- **WRITTEN TASKS**
1 - According to the Heat–Mavericks game preview, what is Dallas's record in overtime games this season?
2 - Pick up the Heat–Mavericks game preview after its final line and keep writing it.

- **TEXT SECTION**
=-=-=-=-=

Miami has won two straight and four of its past five. Coach Erik Spoelstra's team has rediscovered its winning ways thanks to a renewed focus on the defensive end. After allowing 100-plus points in six of their first nine games in 2012-13, the Heat have held opponents under the century mark in six of their past eight contests.
Dallas snapped its three-game losing with a 107-100 win over the Philadelphia 76ers on Tuesday night. The Mavericks continue to miss their superstar, Dirk Nowitzki, and have struggled in close games. Dallas is 0-4 in overtime games this season and just 2-4 in games decided by four points or less.
These teams squared off twice last season. Miami won both games by an average margin of 16 points.
Time: Thursday, December 20, 9:30 p.m. ET
Records: Miami Heat (16-6), Dallas Mavericks (12-13)
Betting Line: Heat -4.5 (according to Vegas Insider Consensus)
Injuries (via CBSSports.com)

=-=-=-=-=

- **EXTRACTED MATERIAL**
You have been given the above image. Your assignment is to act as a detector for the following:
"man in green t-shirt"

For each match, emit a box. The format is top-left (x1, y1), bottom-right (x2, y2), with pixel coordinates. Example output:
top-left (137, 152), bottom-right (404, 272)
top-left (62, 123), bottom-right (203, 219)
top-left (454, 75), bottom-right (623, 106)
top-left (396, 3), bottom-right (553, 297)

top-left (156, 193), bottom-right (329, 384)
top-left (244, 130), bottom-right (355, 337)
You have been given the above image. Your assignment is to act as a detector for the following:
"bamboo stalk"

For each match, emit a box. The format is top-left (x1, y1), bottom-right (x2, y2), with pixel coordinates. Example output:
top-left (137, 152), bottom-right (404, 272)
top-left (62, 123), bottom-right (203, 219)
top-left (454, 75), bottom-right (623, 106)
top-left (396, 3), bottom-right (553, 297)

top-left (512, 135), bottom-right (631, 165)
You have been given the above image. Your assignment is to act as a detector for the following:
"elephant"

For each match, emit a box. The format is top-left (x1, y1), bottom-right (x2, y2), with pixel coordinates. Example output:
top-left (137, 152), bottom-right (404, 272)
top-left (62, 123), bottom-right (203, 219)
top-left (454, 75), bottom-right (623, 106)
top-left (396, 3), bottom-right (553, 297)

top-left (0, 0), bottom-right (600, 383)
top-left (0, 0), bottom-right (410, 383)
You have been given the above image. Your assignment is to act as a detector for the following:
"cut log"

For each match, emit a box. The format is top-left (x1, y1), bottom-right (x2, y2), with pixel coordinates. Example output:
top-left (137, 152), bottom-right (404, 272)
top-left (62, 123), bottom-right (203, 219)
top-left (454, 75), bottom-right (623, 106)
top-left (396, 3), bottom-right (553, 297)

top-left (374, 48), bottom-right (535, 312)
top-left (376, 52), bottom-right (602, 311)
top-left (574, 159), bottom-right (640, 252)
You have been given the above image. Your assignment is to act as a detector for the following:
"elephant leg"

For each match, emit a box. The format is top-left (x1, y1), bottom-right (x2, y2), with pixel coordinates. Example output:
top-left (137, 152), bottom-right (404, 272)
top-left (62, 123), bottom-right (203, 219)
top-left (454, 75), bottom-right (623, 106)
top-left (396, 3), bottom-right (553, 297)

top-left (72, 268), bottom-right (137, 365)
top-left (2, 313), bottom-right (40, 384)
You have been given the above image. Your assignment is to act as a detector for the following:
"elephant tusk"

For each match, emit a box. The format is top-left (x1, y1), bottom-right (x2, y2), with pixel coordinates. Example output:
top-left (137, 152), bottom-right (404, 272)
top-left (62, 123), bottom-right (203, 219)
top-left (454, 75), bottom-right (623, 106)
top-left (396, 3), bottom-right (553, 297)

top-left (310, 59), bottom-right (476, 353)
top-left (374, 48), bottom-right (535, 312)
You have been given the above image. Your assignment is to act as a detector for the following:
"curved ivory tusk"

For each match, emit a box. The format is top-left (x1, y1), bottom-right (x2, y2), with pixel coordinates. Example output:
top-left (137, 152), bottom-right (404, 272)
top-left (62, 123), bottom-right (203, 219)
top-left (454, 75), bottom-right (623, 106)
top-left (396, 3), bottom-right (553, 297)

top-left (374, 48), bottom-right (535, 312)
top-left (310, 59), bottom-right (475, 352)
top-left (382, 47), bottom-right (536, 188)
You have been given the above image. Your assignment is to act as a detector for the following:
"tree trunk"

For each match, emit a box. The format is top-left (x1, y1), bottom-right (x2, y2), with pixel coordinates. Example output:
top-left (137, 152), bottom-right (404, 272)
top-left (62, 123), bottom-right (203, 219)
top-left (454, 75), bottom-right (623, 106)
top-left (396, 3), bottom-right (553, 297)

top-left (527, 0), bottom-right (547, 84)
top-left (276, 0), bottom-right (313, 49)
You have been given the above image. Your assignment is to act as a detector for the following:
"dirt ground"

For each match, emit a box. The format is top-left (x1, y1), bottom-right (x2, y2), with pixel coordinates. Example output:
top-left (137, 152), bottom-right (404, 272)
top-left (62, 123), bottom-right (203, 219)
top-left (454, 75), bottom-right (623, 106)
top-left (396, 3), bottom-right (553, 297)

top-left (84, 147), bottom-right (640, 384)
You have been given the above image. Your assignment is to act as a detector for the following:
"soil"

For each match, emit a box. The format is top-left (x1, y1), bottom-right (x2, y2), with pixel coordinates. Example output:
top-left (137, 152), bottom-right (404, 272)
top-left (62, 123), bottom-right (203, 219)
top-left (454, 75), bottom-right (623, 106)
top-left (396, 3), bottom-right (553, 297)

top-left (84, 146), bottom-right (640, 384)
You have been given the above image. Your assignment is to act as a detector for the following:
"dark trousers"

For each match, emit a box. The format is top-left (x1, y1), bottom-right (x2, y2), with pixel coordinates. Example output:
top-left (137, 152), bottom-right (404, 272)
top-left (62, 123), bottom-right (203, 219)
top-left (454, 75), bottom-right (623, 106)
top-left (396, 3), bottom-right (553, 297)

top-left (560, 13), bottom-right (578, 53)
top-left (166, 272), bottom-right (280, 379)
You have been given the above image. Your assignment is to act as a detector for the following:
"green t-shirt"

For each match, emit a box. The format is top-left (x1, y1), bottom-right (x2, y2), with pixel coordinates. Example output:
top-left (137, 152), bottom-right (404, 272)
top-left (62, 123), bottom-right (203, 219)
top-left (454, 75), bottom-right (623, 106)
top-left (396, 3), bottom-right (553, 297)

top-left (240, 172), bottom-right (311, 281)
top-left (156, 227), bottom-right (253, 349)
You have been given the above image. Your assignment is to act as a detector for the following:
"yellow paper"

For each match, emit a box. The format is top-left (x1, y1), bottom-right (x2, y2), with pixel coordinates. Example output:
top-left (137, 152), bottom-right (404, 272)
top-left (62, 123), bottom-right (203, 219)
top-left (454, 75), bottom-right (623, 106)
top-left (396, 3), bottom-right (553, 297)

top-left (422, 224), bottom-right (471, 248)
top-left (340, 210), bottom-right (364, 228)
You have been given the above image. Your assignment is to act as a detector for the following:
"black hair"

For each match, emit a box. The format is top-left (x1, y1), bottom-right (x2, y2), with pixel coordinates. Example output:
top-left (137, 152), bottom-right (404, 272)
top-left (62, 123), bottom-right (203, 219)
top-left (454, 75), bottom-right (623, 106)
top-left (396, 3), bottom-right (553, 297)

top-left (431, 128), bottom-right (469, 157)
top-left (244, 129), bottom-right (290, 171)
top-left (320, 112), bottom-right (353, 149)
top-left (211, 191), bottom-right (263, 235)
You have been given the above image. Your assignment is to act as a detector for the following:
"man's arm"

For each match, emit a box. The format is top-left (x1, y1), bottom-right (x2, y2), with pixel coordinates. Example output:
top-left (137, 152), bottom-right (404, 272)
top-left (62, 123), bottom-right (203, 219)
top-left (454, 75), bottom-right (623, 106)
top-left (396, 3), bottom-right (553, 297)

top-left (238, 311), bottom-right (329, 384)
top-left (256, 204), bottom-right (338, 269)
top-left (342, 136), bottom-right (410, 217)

=-=-=-=-=

- **OUTPUTS FOR THE TASKS**
1 - 0-4

2 -
Elton Brand (groin), questionable
Derek Fisher (knee), questionable
Dirk Nowitzki (knee), out
Dwyane Wade, SG, Heat vs O.J. Mayo, SG, Mavericks
The Heat were able to break their championship barrier in 2012 thanks in no small part for Wade's decision to give the keys to the franchise to LeBron James.
But that doesn't mean that the 30-year-old has faded into oblivion.
He's still an elite NBA talent, capable of shouldering the scoring loads on those rare passive nights from James. Despite taking the second-fewest shots since his rookie season (16.1 per game), he's established a new career high in field-goal percentage (51.1).
And he's just as productive when he's not finding buckets. He rebounds (3.7 per game), defends (1.3 steals per game) and shares the basketball (4.4 assists per game).
The chemistry between Wade and James is evident every time this duo takes the floor.
And it's always good for at one least one are-you-kidding-me play.
Mayo, meanwhile, has defined this season as the year of surprises.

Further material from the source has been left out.